§ **Direction**:
Convert every line of the data below into a JSON list of strings, one string per line, skipping blank lines and leaving the pictures out.

§ **Input**:
— BEGIN —
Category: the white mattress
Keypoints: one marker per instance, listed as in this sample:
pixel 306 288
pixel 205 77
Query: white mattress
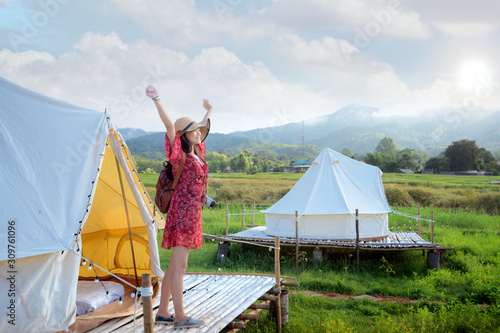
pixel 91 295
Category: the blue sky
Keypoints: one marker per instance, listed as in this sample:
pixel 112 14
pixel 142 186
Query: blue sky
pixel 260 63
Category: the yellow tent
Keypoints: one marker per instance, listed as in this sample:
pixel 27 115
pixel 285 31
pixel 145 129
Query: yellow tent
pixel 69 191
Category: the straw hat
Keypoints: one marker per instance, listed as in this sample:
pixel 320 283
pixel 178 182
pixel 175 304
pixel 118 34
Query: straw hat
pixel 186 124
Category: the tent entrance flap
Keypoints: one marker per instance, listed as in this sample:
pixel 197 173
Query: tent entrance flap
pixel 128 221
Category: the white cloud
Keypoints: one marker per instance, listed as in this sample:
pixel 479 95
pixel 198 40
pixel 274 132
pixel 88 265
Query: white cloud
pixel 376 19
pixel 460 18
pixel 244 96
pixel 346 71
pixel 467 30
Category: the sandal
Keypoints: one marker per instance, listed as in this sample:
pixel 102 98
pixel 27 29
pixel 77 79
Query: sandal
pixel 164 320
pixel 191 322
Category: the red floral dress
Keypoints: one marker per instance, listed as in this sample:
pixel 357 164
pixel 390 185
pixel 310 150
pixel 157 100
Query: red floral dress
pixel 183 226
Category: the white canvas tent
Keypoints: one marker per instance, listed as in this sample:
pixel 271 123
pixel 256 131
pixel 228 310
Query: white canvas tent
pixel 62 170
pixel 326 199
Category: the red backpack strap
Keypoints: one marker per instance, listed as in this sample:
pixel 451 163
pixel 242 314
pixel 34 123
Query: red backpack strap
pixel 179 170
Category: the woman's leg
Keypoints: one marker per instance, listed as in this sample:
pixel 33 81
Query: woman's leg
pixel 178 266
pixel 166 292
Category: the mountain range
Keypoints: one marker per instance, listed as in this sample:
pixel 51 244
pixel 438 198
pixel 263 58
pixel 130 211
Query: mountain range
pixel 356 127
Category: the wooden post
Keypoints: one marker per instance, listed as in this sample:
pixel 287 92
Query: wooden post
pixel 357 236
pixel 278 280
pixel 253 214
pixel 296 239
pixel 147 307
pixel 418 219
pixel 227 218
pixel 242 216
pixel 432 226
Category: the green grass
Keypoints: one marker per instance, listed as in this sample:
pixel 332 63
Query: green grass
pixel 463 296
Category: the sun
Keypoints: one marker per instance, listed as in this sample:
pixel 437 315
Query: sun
pixel 473 73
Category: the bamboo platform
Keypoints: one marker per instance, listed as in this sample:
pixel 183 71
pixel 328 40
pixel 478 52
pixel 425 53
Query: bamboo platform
pixel 216 299
pixel 396 241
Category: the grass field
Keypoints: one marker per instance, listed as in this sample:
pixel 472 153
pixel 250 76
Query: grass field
pixel 463 296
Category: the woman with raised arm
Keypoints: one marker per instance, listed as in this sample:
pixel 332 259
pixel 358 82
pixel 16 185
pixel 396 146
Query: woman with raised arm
pixel 183 229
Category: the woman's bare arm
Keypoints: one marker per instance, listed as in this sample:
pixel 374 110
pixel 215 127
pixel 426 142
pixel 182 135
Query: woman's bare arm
pixel 169 124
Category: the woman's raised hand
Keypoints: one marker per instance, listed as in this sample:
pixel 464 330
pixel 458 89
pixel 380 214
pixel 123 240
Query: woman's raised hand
pixel 206 105
pixel 151 92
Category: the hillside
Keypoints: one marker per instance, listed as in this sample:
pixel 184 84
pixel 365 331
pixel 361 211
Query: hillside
pixel 355 127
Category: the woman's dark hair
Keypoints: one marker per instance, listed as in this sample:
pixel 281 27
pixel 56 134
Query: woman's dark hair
pixel 186 146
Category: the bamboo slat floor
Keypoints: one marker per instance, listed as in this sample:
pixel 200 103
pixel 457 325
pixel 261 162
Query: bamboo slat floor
pixel 216 299
pixel 400 241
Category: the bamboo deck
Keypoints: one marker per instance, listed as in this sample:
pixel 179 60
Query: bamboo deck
pixel 216 299
pixel 396 241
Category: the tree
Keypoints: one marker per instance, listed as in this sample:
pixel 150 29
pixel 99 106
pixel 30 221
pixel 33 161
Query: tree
pixel 385 162
pixel 486 155
pixel 239 163
pixel 438 164
pixel 407 160
pixel 216 162
pixel 386 146
pixel 462 155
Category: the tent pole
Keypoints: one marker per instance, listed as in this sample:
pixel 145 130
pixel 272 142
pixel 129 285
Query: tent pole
pixel 128 220
pixel 296 239
pixel 357 236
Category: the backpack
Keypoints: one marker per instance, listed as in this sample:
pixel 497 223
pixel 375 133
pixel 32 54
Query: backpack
pixel 166 184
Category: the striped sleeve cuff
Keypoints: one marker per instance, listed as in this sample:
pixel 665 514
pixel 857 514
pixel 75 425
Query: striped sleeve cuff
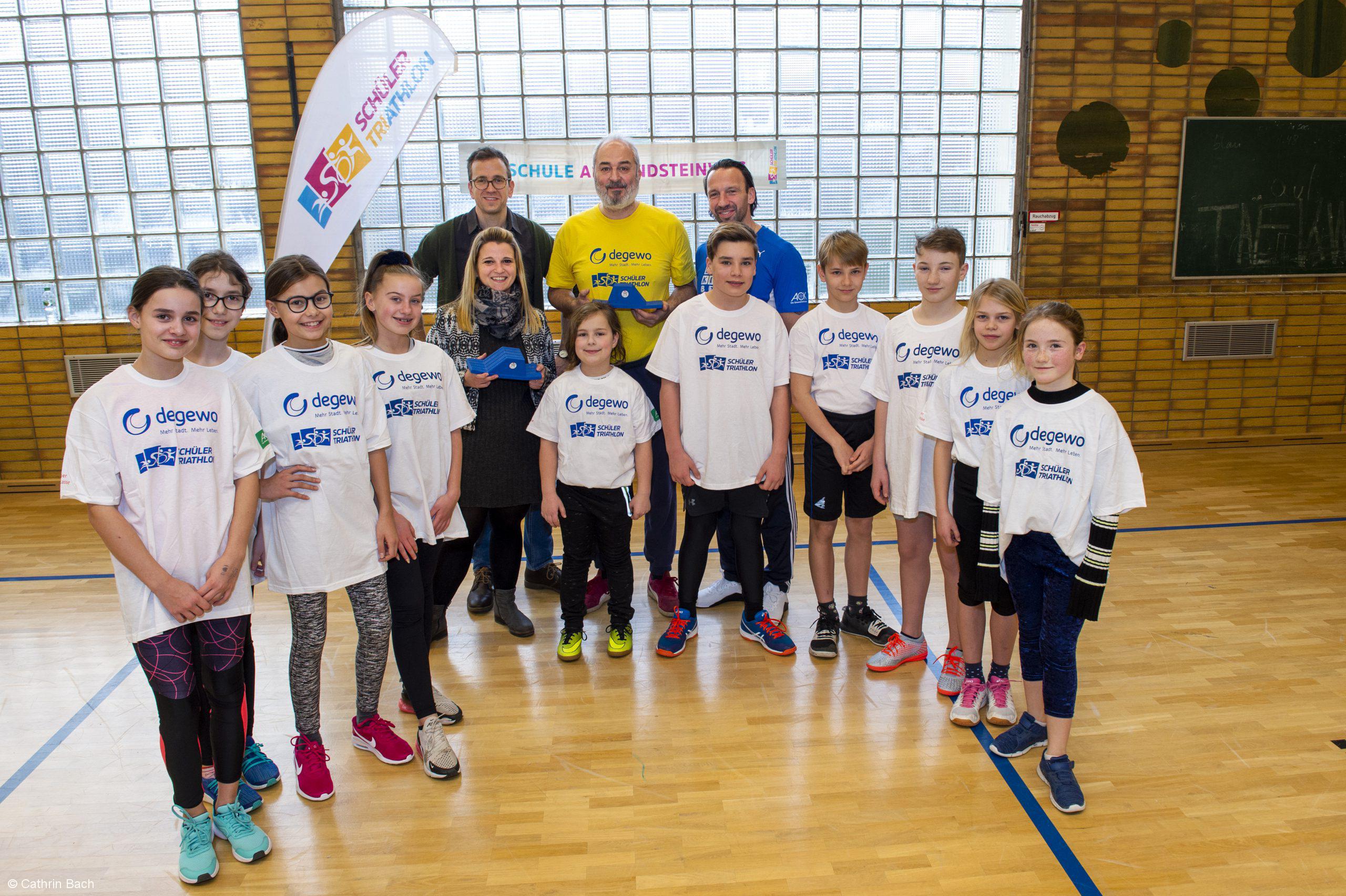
— END —
§ **Complete answer**:
[
  "Category: the white mattress",
  "Keypoints: one marker per instance, listed as in this sample:",
  "pixel 306 288",
  "pixel 205 77",
  "Query: white mattress",
  "pixel 91 295",
  "Category: the blue sky",
  "Keypoints: one marker per instance, listed as in this sample:",
  "pixel 112 14",
  "pixel 142 186",
  "Query: blue sky",
  "pixel 260 63",
  "Category: the yellow tent",
  "Keypoints: one marker per instance, listed as in this sample:",
  "pixel 27 115",
  "pixel 285 31",
  "pixel 145 129",
  "Query: yellow tent",
  "pixel 69 191",
  "Category: the straw hat",
  "Keypoints: one marker per instance, listed as in this sample:",
  "pixel 320 283",
  "pixel 178 182",
  "pixel 175 304",
  "pixel 118 34",
  "Query: straw hat",
  "pixel 186 124",
  "Category: the tent entrance flap",
  "Keypoints: one marker per instance, listed as in this sample:",
  "pixel 197 173",
  "Query: tent entrance flap",
  "pixel 128 221",
  "Category: the white cloud",
  "Keypoints: one marker per instance, listed as in this sample:",
  "pixel 479 95",
  "pixel 198 40",
  "pixel 274 132",
  "pixel 88 265",
  "Query: white cloud",
  "pixel 376 19",
  "pixel 460 18",
  "pixel 244 96",
  "pixel 346 71",
  "pixel 467 30",
  "Category: the sandal",
  "Keypoints: one marker per instance, listed as in this sample:",
  "pixel 102 98",
  "pixel 27 29",
  "pixel 77 79",
  "Query: sandal",
  "pixel 164 320",
  "pixel 191 322",
  "Category: the red floral dress",
  "Keypoints: one marker per instance, listed as in this sample:",
  "pixel 357 164",
  "pixel 390 185",
  "pixel 310 150",
  "pixel 157 100",
  "Query: red floral dress",
  "pixel 183 226",
  "Category: the white canvas tent",
  "Keypoints: one marker per instance, listed as in this sample:",
  "pixel 271 123",
  "pixel 256 131",
  "pixel 228 310",
  "Query: white canvas tent",
  "pixel 62 170",
  "pixel 326 199",
  "Category: the red backpack strap",
  "Keypoints: one marker per instance, listed as in this sample:",
  "pixel 451 163",
  "pixel 242 314",
  "pixel 34 123",
  "Query: red backpack strap",
  "pixel 179 170",
  "Category: the woman's leg",
  "Keypoints: one marker per instance, listed as in this sample:",
  "pixel 33 81",
  "Query: woman's leg",
  "pixel 178 266",
  "pixel 166 292",
  "Category: the mountain range",
  "Keypoints: one marker per instance, listed as in this sample:",
  "pixel 51 244",
  "pixel 438 198",
  "pixel 263 58",
  "pixel 130 211",
  "Query: mountain range",
  "pixel 356 127",
  "Category: the wooden post",
  "Keypoints: one marker per instance, listed as in this sample:",
  "pixel 287 92",
  "Query: wooden post",
  "pixel 357 236",
  "pixel 278 280",
  "pixel 253 214",
  "pixel 296 239",
  "pixel 147 307",
  "pixel 418 219",
  "pixel 227 218",
  "pixel 242 216",
  "pixel 432 226",
  "Category: the green grass",
  "Keypoints: one marker per instance, listed as in this sample:",
  "pixel 332 63",
  "Query: green grass",
  "pixel 463 296",
  "Category: the sun",
  "Keypoints: one marker per instance, listed as in this sample:",
  "pixel 437 315",
  "Query: sun",
  "pixel 473 73",
  "Category: the bamboo platform",
  "Keypoints: one marker per instance, listed as in this sample:",
  "pixel 183 71",
  "pixel 328 40",
  "pixel 478 52",
  "pixel 425 53",
  "Query: bamboo platform",
  "pixel 216 299",
  "pixel 396 241",
  "Category: the grass field",
  "Keypoints: one marker per instance, listed as in this sample:",
  "pixel 472 153",
  "pixel 250 76",
  "Query: grass field",
  "pixel 463 296",
  "Category: the woman with raised arm",
  "Keypoints: one marker per instance, listed as in this sample:",
  "pixel 332 259",
  "pixel 358 82",
  "pixel 16 185",
  "pixel 396 146",
  "Query: woman with raised arm",
  "pixel 183 229",
  "Category: the woman's bare arm",
  "Keypoints: one marker per instance, listed as in this sample:",
  "pixel 374 110",
  "pixel 215 127",
  "pixel 426 142",
  "pixel 182 135",
  "Query: woman's bare arm",
  "pixel 169 124",
  "Category: the woman's raised hand",
  "Keypoints: one marker per instance, listed as in this sample:",
  "pixel 464 330",
  "pixel 458 89",
  "pixel 380 214",
  "pixel 123 240",
  "Query: woman's raised hand",
  "pixel 206 105",
  "pixel 151 92",
  "Category: the hillside",
  "Keypoints: one marker per instance, listed as in this sample:",
  "pixel 184 84",
  "pixel 365 331",
  "pixel 361 211",
  "Query: hillside",
  "pixel 355 127",
  "Category: the woman's dark hair",
  "Keypoints: one marker per instance, listed as in this sample:",
  "pixel 281 27",
  "pixel 56 134",
  "Query: woman's dark hair",
  "pixel 186 146",
  "Category: the bamboo slat floor",
  "Keypoints: one marker per instance, listed as in this sample:",
  "pixel 200 103",
  "pixel 457 325",
  "pixel 261 162",
  "Query: bamboo slat floor",
  "pixel 216 299",
  "pixel 400 241",
  "Category: the bamboo deck",
  "Keypoints: one marker per instance, listed as in this sample:",
  "pixel 179 60",
  "Query: bamboo deck",
  "pixel 216 299",
  "pixel 396 241",
  "Category: the tree",
  "Keypoints: one marker per instance, listed as in this sample:",
  "pixel 150 29",
  "pixel 99 106",
  "pixel 30 221",
  "pixel 33 161",
  "Query: tree",
  "pixel 385 162",
  "pixel 486 155",
  "pixel 239 163",
  "pixel 438 164",
  "pixel 407 160",
  "pixel 216 162",
  "pixel 386 146",
  "pixel 462 155",
  "Category: the tent pole",
  "Keypoints: one marker per instance, listed as in this sample:",
  "pixel 145 130",
  "pixel 272 142",
  "pixel 129 285",
  "Query: tent pole",
  "pixel 128 220",
  "pixel 296 239",
  "pixel 357 236",
  "Category: the backpack",
  "Keypoints: one marker per instance, listed as in this sample:",
  "pixel 497 223",
  "pixel 375 133",
  "pixel 32 54",
  "Query: backpack",
  "pixel 166 184",
  "Category: the striped sleeve cuff",
  "Keypoints: one marker per instance, listed as in this sample:",
  "pixel 665 514",
  "pixel 857 514",
  "pixel 75 425",
  "Query: striped sleeve cuff"
]